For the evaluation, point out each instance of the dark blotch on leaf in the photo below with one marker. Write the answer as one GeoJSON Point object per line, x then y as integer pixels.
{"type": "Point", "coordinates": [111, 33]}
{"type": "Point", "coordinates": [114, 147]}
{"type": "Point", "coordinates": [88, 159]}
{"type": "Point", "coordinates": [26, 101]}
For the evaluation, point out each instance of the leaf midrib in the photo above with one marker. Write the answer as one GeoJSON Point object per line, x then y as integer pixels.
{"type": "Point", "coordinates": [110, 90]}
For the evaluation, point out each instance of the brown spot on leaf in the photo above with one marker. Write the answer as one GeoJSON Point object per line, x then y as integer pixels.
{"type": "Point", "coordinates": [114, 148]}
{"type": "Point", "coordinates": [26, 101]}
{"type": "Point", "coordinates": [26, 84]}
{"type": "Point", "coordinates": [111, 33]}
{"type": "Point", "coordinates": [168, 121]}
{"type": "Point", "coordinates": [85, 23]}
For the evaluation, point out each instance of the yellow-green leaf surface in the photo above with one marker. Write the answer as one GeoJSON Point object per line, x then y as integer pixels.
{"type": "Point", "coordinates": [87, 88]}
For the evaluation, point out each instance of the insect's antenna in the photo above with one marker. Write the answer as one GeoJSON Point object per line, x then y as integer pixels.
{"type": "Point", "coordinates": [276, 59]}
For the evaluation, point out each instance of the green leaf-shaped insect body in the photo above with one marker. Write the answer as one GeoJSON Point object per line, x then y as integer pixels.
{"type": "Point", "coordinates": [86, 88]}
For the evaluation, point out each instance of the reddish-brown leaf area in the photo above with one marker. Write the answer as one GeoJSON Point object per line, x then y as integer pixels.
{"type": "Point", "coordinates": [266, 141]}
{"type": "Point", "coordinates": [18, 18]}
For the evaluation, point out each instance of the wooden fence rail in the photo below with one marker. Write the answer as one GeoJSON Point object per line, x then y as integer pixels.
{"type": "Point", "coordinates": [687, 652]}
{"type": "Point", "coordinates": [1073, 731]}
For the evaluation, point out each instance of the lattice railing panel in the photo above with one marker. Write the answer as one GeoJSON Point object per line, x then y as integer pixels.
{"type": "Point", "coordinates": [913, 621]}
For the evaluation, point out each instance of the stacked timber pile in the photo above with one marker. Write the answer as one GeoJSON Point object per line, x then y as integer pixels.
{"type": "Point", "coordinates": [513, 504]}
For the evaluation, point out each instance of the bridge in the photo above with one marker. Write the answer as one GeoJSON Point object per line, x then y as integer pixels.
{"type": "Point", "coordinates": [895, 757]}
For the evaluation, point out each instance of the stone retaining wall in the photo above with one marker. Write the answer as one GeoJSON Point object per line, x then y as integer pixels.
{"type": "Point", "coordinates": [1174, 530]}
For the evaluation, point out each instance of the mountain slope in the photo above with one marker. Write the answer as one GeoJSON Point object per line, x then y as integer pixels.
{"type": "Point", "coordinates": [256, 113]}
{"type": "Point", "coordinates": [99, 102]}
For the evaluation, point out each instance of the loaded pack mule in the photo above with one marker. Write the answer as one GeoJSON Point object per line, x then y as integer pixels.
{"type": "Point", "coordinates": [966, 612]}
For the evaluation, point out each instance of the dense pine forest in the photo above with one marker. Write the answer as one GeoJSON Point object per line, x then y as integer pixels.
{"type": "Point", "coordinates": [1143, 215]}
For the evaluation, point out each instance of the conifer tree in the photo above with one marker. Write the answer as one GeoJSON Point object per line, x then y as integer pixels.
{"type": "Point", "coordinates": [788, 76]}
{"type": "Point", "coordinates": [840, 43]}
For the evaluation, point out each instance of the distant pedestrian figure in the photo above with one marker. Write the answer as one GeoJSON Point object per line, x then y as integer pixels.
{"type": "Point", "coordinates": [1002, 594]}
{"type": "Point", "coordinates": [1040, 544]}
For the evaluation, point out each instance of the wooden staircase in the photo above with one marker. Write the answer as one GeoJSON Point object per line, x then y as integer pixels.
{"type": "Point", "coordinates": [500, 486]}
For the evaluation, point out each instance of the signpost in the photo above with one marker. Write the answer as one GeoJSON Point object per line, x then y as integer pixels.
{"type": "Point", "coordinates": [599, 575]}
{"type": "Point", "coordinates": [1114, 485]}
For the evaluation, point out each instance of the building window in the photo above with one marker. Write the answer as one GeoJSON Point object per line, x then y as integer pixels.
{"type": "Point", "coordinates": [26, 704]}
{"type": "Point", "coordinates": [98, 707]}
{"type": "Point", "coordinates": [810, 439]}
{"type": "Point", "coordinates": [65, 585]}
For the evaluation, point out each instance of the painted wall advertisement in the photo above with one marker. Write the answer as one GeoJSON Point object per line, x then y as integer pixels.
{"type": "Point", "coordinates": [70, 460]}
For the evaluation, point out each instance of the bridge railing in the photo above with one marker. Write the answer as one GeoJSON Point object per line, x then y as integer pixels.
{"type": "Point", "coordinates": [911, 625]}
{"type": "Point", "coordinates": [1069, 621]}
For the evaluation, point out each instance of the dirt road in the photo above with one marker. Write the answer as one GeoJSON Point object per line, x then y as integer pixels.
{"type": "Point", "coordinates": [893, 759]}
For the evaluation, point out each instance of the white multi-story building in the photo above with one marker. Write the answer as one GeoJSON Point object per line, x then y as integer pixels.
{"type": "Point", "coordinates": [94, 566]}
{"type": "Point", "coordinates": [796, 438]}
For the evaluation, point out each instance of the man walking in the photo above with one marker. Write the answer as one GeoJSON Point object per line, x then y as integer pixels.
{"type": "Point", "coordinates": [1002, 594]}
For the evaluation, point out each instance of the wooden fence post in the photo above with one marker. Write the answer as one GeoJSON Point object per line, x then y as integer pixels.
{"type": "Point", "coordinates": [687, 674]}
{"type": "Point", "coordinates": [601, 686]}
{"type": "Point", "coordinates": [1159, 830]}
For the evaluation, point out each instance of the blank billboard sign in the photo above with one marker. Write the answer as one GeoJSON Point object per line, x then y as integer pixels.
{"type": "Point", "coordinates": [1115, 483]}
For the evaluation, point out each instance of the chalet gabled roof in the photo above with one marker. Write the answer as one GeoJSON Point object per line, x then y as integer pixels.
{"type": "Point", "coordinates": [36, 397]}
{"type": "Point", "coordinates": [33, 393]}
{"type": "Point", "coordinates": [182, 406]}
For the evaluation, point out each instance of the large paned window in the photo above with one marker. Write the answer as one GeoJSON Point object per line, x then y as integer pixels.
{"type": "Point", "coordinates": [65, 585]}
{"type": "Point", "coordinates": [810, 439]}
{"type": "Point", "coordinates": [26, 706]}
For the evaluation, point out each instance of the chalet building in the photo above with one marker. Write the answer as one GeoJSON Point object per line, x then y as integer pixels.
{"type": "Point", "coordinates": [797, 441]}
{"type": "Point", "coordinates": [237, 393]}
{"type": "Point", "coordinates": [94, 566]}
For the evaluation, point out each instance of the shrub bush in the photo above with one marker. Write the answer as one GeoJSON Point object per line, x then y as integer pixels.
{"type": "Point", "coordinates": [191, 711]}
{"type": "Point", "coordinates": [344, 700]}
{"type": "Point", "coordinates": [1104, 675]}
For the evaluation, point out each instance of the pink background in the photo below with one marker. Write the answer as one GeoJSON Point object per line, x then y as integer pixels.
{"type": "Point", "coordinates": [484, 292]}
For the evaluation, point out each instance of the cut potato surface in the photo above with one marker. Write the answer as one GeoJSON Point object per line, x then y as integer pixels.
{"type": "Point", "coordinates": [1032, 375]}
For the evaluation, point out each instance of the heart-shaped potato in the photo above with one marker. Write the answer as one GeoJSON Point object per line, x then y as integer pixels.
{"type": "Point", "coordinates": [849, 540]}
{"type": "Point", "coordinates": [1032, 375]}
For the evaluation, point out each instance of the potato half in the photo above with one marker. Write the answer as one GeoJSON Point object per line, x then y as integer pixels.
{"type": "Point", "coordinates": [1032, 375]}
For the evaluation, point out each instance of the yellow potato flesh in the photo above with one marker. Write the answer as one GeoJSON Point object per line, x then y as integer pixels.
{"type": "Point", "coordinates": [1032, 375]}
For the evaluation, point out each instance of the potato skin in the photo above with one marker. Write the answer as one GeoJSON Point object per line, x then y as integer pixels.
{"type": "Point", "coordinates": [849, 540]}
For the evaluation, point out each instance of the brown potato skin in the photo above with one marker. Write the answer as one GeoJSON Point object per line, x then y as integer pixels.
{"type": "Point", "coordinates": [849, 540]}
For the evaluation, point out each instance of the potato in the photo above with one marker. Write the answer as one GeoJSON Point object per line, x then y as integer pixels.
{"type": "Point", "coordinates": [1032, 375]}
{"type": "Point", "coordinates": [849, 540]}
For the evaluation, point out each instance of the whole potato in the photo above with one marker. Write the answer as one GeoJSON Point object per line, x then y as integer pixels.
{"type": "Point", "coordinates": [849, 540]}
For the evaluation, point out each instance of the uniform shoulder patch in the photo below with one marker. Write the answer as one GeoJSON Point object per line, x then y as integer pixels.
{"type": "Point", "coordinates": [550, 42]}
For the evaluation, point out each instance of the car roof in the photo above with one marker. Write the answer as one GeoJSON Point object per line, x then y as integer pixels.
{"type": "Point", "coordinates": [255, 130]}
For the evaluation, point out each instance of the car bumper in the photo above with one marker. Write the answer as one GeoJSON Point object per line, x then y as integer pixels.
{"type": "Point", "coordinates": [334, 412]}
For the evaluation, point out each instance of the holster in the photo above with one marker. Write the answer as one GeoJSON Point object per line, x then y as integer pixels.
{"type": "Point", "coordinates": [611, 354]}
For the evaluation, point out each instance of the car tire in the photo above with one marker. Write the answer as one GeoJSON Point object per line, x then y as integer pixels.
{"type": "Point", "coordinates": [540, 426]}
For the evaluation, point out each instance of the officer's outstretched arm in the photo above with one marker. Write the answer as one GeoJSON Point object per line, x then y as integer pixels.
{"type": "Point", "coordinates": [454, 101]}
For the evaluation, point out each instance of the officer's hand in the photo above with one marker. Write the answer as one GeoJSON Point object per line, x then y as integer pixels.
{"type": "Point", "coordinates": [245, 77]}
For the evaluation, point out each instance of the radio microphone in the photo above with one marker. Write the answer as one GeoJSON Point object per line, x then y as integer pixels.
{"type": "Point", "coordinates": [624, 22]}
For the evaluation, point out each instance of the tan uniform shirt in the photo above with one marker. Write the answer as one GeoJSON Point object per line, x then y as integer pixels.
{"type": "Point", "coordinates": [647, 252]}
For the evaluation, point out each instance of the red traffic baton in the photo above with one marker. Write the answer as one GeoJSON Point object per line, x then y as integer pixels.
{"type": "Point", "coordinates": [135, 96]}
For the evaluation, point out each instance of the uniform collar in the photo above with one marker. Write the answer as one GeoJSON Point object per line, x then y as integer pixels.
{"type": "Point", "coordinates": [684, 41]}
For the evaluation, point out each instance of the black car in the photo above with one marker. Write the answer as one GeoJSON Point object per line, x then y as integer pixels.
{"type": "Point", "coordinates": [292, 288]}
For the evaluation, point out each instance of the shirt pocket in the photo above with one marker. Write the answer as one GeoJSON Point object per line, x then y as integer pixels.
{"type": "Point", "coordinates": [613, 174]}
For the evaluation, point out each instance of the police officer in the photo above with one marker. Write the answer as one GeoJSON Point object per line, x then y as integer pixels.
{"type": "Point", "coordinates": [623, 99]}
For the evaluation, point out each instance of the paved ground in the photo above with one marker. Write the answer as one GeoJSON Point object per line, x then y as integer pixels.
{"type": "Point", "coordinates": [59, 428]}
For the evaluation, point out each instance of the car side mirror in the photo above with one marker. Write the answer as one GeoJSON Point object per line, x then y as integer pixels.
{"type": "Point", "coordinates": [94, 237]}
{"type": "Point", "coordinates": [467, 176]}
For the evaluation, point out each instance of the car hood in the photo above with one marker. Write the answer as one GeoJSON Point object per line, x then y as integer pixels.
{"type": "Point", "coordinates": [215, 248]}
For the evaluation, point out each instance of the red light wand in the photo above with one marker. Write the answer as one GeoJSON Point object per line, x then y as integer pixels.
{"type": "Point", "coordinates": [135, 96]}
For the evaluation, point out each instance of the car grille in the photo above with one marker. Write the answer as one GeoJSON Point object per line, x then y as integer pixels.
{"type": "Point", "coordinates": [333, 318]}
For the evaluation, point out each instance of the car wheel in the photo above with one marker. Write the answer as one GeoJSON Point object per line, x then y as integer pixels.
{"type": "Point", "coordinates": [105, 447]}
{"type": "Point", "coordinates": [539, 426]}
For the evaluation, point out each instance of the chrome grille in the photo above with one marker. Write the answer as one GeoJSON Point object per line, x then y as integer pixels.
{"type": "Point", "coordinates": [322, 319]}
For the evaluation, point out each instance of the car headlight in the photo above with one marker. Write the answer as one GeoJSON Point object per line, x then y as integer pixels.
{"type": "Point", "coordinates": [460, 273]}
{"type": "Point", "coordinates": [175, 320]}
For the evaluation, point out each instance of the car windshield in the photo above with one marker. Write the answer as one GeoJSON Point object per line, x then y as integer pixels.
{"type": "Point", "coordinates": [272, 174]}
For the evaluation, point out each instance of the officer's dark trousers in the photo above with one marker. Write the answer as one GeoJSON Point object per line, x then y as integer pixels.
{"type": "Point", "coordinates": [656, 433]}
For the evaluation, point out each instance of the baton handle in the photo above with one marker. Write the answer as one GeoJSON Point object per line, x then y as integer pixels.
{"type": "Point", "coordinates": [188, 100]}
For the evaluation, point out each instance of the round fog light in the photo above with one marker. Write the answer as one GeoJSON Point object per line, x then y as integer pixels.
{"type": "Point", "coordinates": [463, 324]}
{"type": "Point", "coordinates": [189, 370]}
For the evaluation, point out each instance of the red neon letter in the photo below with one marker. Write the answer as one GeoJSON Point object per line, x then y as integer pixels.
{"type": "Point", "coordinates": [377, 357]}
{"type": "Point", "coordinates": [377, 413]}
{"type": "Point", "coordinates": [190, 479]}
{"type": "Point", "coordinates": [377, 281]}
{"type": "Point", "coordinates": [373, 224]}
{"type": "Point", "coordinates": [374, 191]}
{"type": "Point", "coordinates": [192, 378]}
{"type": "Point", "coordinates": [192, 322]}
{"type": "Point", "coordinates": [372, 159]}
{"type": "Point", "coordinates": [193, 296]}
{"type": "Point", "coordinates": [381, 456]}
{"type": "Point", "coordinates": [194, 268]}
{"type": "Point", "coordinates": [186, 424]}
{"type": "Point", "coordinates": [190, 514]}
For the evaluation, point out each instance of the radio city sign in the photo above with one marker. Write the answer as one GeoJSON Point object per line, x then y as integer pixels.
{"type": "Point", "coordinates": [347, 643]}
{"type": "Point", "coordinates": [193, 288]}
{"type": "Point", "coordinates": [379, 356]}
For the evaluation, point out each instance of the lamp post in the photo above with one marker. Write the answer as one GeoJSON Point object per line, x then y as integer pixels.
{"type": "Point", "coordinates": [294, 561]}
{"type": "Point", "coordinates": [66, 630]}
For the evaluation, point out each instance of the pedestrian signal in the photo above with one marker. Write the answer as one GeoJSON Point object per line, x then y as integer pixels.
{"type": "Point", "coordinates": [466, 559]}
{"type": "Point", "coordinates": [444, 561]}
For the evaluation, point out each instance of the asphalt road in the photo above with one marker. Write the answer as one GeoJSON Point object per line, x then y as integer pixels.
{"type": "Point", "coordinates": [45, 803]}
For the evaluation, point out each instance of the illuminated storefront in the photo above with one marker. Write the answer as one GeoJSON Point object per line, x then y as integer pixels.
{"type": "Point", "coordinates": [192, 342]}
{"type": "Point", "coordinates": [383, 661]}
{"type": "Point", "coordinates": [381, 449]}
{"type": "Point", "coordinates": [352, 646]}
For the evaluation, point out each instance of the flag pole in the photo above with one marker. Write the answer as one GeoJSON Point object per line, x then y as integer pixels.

■ ■ ■ ■ ■

**Aim of the exercise**
All lines from the line containing "For the evaluation, point out each instance of the radio city" through the end of the listing above are to be duplicated exactly; include both ends and nothing further.

**Task response**
For the evaluation, point out each instance of the radio city sign in the photo above with one marker. Write the answer as one GeoJSON Point object per line, x then y as integer pixels.
{"type": "Point", "coordinates": [347, 643]}
{"type": "Point", "coordinates": [193, 288]}
{"type": "Point", "coordinates": [379, 356]}
For the evaluation, point out each instance of the lamp post in the photo above with one marker. Write the answer as one GeoJSON Point object per line, x then y as integer pixels.
{"type": "Point", "coordinates": [294, 561]}
{"type": "Point", "coordinates": [66, 630]}
For the evaluation, point out each instance of the pedestrian signal in the photo above with one marker. Write the answer as one GeoJSON Point object per line, x then y as integer pixels.
{"type": "Point", "coordinates": [466, 559]}
{"type": "Point", "coordinates": [444, 561]}
For the evaluation, point out each instance of the asphalt road in the photo above with one marker. Write the answer as one GeoJSON Point object per line, x then y as integer pixels.
{"type": "Point", "coordinates": [45, 803]}
For the evaluation, point out each instance of the illuminated storefront in the photo above with one marker. Write the answer as one GeoJSON Point object per line, x then y as integer pixels.
{"type": "Point", "coordinates": [192, 342]}
{"type": "Point", "coordinates": [383, 661]}
{"type": "Point", "coordinates": [381, 449]}
{"type": "Point", "coordinates": [352, 646]}
For the evaluation, point out each instance of the flag pole in the photo above with one marker. Write the answer as one GeoJSON Point object per line, x then y as integer pixels.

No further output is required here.